* RECORDS TO PROCESS
☆ ☆ ☆ ☆ ☆ ☆ ☆
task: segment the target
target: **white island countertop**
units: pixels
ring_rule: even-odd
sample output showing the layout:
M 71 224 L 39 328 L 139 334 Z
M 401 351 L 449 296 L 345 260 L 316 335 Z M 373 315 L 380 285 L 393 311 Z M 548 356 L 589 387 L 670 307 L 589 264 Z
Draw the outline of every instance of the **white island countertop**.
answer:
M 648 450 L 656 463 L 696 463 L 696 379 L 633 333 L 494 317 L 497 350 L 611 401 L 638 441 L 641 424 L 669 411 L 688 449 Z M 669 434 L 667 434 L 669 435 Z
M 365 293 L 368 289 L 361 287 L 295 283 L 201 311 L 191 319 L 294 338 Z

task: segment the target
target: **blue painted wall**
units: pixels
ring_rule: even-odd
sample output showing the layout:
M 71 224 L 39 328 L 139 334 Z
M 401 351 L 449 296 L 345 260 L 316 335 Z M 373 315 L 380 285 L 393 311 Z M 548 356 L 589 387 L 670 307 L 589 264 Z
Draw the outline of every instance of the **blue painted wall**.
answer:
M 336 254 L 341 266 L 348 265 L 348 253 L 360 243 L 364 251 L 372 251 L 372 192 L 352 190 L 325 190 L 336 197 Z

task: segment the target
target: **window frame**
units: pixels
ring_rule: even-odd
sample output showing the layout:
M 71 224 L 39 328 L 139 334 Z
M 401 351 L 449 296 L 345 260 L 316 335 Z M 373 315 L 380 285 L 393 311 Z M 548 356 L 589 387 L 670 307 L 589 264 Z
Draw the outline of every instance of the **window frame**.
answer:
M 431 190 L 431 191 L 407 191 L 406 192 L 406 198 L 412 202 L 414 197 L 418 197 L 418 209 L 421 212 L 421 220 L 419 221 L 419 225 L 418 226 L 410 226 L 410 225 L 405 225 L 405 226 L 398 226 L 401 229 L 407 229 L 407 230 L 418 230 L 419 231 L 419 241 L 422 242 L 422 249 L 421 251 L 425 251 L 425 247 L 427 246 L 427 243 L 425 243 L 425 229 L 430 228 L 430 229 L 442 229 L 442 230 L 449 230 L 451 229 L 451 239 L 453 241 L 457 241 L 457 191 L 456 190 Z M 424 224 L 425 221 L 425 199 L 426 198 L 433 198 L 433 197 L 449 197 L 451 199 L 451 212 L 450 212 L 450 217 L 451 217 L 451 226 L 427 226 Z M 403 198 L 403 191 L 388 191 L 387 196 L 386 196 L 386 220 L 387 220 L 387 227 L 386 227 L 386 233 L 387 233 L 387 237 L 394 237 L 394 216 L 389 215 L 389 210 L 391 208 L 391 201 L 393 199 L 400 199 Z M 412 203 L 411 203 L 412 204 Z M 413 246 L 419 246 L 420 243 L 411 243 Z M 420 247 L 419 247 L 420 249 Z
☆ ☆ ☆ ☆ ☆ ☆ ☆
* REQUIRED WORK
Copy out every line of the records above word for word, changing nothing.

* FINAL RESULT
task: segment the target
target: **white island countertop**
units: pixels
ring_rule: even-odd
sample output showing the layout:
M 71 224 L 39 328 L 139 334 Z
M 401 351 L 449 296 L 345 260 L 316 335 Z M 373 315 L 380 285 L 393 311 Z M 548 356 L 589 387 L 670 307 L 589 264 Z
Draw the outline of every instance of the **white island countertop**.
answer:
M 648 450 L 656 463 L 696 463 L 696 379 L 633 333 L 494 317 L 497 350 L 611 401 L 638 441 L 641 424 L 669 411 L 688 449 Z M 669 434 L 667 434 L 669 435 Z
M 365 293 L 368 289 L 361 287 L 295 283 L 201 311 L 191 319 L 294 338 Z

task: segment the target
target: **blue painted wall**
units: pixels
ring_rule: even-odd
sample output showing the layout:
M 71 224 L 39 328 L 139 334 Z
M 401 351 L 449 296 L 345 260 L 316 335 Z M 373 315 L 380 285 L 393 311 Z M 548 356 L 589 387 L 670 307 L 589 264 Z
Draw the outline of every instance of the **blue painted wall**.
answer:
M 336 254 L 341 266 L 348 265 L 348 253 L 360 243 L 364 251 L 372 251 L 372 192 L 352 190 L 325 190 L 336 197 Z

task: segment the target
target: **window frame**
units: pixels
ring_rule: even-odd
sample output showing the layout:
M 71 224 L 39 328 L 139 334 Z
M 401 351 L 449 296 L 345 260 L 316 335 Z M 373 315 L 380 285 L 393 311 Z M 548 356 L 589 387 L 670 307 L 589 264 Z
Draw the outline of every instance of the **window frame**.
answer:
M 431 190 L 431 191 L 407 191 L 406 192 L 406 198 L 412 202 L 414 197 L 418 197 L 418 209 L 421 212 L 421 220 L 419 221 L 419 225 L 418 226 L 410 226 L 410 225 L 405 225 L 405 226 L 398 226 L 401 229 L 407 229 L 407 230 L 418 230 L 419 231 L 419 241 L 422 242 L 422 249 L 421 251 L 425 251 L 425 247 L 427 246 L 427 243 L 425 243 L 425 229 L 430 228 L 430 229 L 442 229 L 442 230 L 449 230 L 451 229 L 451 239 L 453 241 L 457 241 L 457 191 L 456 190 Z M 424 224 L 425 221 L 425 199 L 426 198 L 433 198 L 433 197 L 449 197 L 451 199 L 451 212 L 450 212 L 450 217 L 451 217 L 451 226 L 427 226 Z M 403 198 L 403 191 L 388 191 L 387 196 L 386 196 L 386 220 L 387 220 L 387 227 L 386 227 L 386 233 L 387 233 L 387 237 L 394 237 L 394 216 L 389 215 L 389 210 L 391 208 L 391 201 L 393 199 L 400 199 Z M 412 203 L 411 203 L 412 204 Z M 413 246 L 419 246 L 420 243 L 411 243 Z M 420 247 L 419 247 L 420 249 Z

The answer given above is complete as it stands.